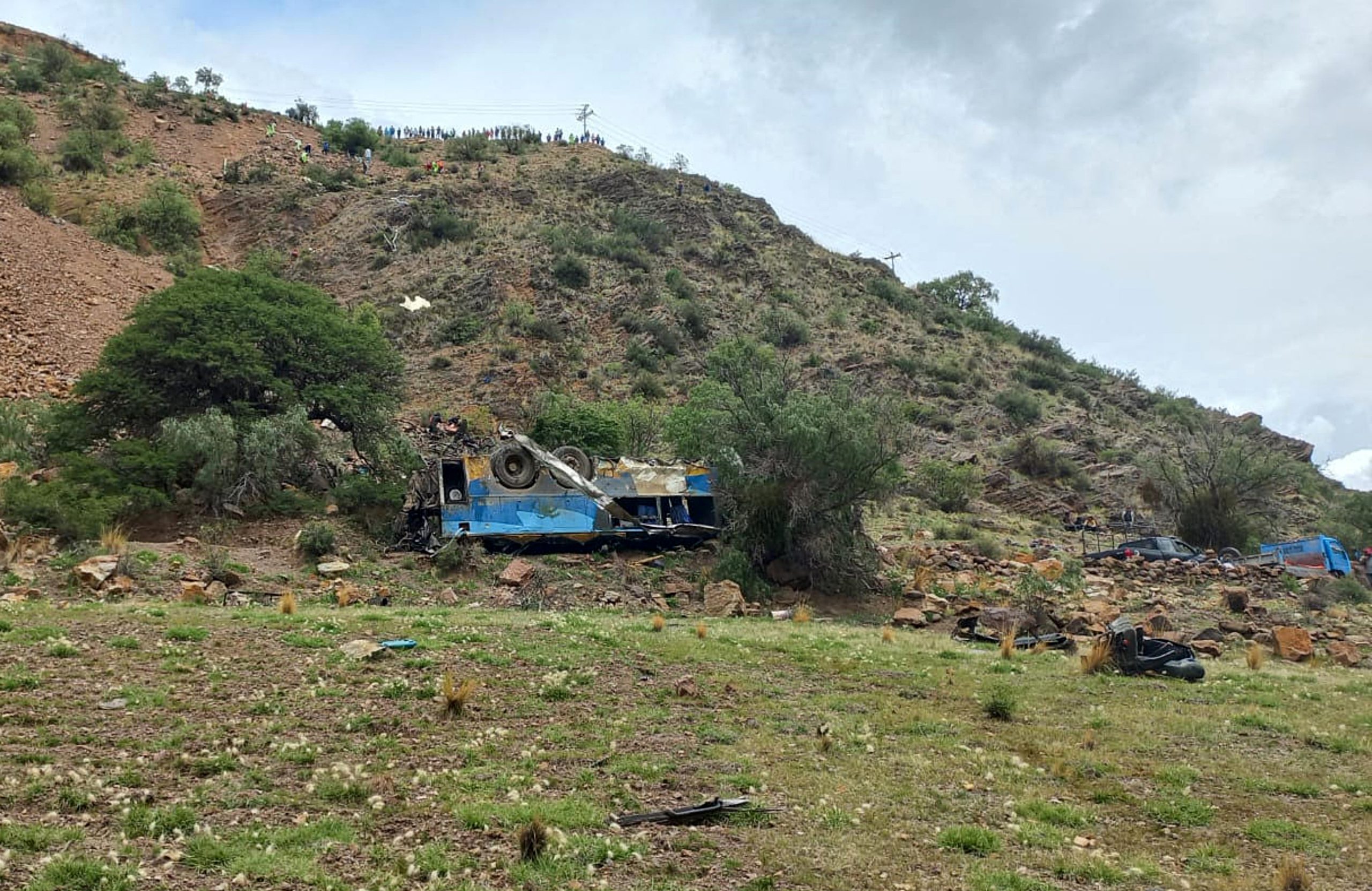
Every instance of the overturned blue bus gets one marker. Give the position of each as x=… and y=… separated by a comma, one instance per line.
x=522, y=494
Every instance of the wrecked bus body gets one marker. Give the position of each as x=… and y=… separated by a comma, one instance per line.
x=520, y=494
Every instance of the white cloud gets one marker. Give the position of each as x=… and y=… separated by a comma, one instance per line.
x=1353, y=470
x=1176, y=187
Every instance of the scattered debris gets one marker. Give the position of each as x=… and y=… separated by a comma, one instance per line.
x=363, y=649
x=725, y=598
x=1344, y=653
x=518, y=573
x=687, y=816
x=1135, y=653
x=94, y=572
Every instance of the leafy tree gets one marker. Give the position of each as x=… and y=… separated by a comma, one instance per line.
x=1020, y=406
x=353, y=138
x=305, y=113
x=962, y=291
x=209, y=80
x=796, y=468
x=947, y=485
x=1220, y=483
x=248, y=345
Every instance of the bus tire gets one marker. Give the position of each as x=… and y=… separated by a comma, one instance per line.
x=513, y=467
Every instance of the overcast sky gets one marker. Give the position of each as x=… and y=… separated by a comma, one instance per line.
x=1179, y=188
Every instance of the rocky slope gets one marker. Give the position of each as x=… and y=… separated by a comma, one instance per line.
x=675, y=264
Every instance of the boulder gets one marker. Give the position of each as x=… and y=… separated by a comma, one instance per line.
x=118, y=587
x=1208, y=649
x=1292, y=643
x=1157, y=623
x=94, y=572
x=332, y=570
x=518, y=573
x=724, y=598
x=1235, y=598
x=910, y=617
x=1050, y=568
x=1344, y=653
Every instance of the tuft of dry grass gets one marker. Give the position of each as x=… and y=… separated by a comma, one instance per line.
x=1293, y=877
x=114, y=539
x=533, y=840
x=1008, y=642
x=454, y=697
x=1098, y=657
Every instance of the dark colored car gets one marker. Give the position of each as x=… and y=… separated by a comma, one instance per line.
x=1155, y=549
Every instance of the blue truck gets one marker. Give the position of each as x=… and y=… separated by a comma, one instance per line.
x=519, y=494
x=1319, y=553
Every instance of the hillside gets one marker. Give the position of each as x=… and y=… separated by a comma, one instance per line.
x=673, y=265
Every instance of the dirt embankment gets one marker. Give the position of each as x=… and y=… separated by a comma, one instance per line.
x=62, y=294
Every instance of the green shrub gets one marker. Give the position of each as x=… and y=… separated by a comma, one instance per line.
x=1020, y=406
x=316, y=541
x=1001, y=703
x=461, y=330
x=680, y=286
x=594, y=426
x=372, y=502
x=469, y=147
x=784, y=328
x=35, y=194
x=353, y=138
x=80, y=874
x=946, y=485
x=891, y=291
x=796, y=467
x=969, y=841
x=571, y=272
x=651, y=234
x=987, y=544
x=248, y=345
x=459, y=556
x=435, y=222
x=1042, y=460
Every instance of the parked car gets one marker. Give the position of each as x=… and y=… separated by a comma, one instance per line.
x=1161, y=548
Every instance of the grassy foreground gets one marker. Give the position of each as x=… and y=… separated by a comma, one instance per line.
x=251, y=752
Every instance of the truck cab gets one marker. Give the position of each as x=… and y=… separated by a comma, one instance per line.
x=1315, y=553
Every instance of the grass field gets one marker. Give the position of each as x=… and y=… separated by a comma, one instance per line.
x=251, y=752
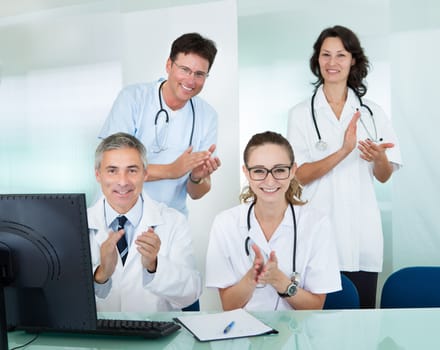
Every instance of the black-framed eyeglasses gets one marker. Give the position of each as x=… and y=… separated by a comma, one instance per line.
x=279, y=172
x=200, y=75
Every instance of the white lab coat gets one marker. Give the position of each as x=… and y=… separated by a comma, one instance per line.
x=316, y=258
x=176, y=282
x=346, y=192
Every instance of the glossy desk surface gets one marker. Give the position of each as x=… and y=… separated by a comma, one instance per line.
x=390, y=329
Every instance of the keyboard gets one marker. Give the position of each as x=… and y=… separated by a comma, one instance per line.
x=146, y=329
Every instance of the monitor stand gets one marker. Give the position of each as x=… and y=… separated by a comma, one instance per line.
x=6, y=277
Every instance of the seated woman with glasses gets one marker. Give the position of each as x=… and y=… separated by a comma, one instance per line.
x=271, y=252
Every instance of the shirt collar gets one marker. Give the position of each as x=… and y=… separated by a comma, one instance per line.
x=134, y=215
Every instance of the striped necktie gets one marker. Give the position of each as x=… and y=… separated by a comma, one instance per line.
x=122, y=243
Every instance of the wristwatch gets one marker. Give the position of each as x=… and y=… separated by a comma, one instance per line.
x=291, y=290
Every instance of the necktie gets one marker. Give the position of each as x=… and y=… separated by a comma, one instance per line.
x=122, y=243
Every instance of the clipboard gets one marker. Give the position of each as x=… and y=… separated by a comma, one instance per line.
x=208, y=327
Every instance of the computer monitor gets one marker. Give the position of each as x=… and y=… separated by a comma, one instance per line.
x=45, y=263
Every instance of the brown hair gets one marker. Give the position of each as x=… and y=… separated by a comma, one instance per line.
x=352, y=44
x=293, y=194
x=194, y=43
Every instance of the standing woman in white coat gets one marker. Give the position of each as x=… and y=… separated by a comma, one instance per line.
x=343, y=143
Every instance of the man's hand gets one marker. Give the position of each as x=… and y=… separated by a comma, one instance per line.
x=148, y=245
x=187, y=161
x=109, y=257
x=205, y=169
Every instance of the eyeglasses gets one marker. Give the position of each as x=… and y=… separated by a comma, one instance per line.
x=199, y=75
x=280, y=172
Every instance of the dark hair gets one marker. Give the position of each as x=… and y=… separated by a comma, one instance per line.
x=293, y=194
x=120, y=140
x=351, y=43
x=194, y=43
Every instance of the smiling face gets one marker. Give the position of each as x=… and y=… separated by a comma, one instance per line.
x=269, y=156
x=182, y=86
x=334, y=61
x=121, y=175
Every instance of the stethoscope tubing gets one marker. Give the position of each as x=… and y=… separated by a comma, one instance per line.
x=167, y=117
x=315, y=123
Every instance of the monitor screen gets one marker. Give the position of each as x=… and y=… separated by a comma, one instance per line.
x=46, y=237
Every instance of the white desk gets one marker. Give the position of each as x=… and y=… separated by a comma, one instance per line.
x=390, y=329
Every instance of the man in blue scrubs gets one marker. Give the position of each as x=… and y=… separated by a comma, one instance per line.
x=177, y=127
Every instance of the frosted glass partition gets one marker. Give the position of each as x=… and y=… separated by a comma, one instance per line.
x=62, y=64
x=401, y=40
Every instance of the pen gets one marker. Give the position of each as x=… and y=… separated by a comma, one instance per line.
x=228, y=327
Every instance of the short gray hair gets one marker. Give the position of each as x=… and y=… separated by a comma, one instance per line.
x=120, y=140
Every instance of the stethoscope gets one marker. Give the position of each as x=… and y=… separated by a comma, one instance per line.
x=322, y=145
x=161, y=146
x=249, y=242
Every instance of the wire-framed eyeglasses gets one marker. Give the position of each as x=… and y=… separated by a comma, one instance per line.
x=200, y=75
x=279, y=172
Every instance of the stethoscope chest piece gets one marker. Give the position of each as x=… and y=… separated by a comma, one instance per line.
x=321, y=145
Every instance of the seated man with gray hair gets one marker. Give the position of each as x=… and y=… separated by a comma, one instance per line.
x=142, y=251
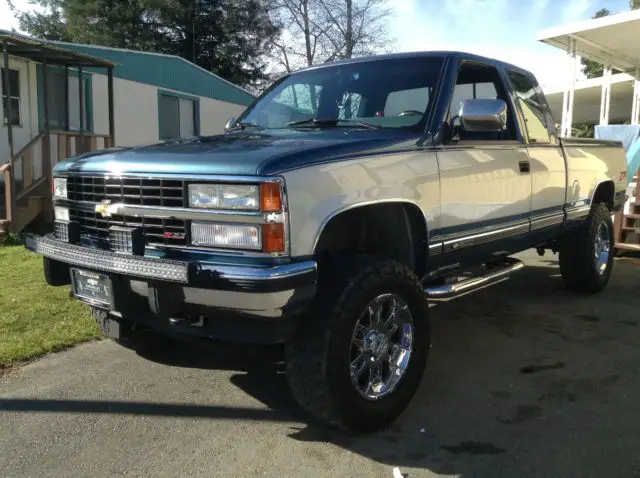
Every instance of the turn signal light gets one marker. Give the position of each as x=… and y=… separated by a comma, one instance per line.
x=273, y=238
x=270, y=197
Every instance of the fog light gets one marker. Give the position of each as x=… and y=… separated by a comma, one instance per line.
x=226, y=235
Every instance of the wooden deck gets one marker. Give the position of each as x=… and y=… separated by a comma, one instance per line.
x=26, y=188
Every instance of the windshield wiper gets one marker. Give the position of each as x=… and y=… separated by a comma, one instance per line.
x=244, y=125
x=330, y=122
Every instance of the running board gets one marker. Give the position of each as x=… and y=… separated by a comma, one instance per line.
x=495, y=275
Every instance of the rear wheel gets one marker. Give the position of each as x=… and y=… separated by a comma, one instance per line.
x=359, y=357
x=586, y=254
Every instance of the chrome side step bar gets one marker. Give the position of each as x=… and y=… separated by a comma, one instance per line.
x=496, y=274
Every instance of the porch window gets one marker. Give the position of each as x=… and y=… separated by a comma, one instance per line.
x=58, y=108
x=11, y=103
x=177, y=116
x=64, y=112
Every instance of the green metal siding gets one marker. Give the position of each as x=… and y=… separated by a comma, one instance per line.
x=163, y=71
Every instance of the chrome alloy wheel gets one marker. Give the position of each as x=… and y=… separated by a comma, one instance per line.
x=381, y=346
x=602, y=248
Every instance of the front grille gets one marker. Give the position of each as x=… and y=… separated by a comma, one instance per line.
x=145, y=192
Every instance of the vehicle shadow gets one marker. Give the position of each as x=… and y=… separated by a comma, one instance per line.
x=515, y=374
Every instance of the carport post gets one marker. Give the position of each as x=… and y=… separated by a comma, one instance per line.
x=635, y=108
x=567, y=99
x=10, y=188
x=605, y=97
x=110, y=100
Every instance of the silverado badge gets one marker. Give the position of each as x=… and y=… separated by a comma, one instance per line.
x=106, y=209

= = = = = = =

> **Written task**
Lay out the entry lines from the line with "Every instance of the dark colored" up to and including the line with "x=1319, y=553" as a Markdown table with the columns Row and Entry line. Number each line in Row, put the line in Entry line, and leave out blank lines.

> **Answer to the exercise**
| Row | Entry line |
|---|---|
| 1 | Every instance of the dark colored car gets one marker. Give the position of each as x=… and y=… separated by a comma, one instance per line. |
| 2 | x=1155, y=549 |
| 3 | Every instance of the blue truck gets one marker. Give the position of each as x=… and y=… separated by a comma, one instance per line. |
| 4 | x=519, y=494 |
| 5 | x=1319, y=553 |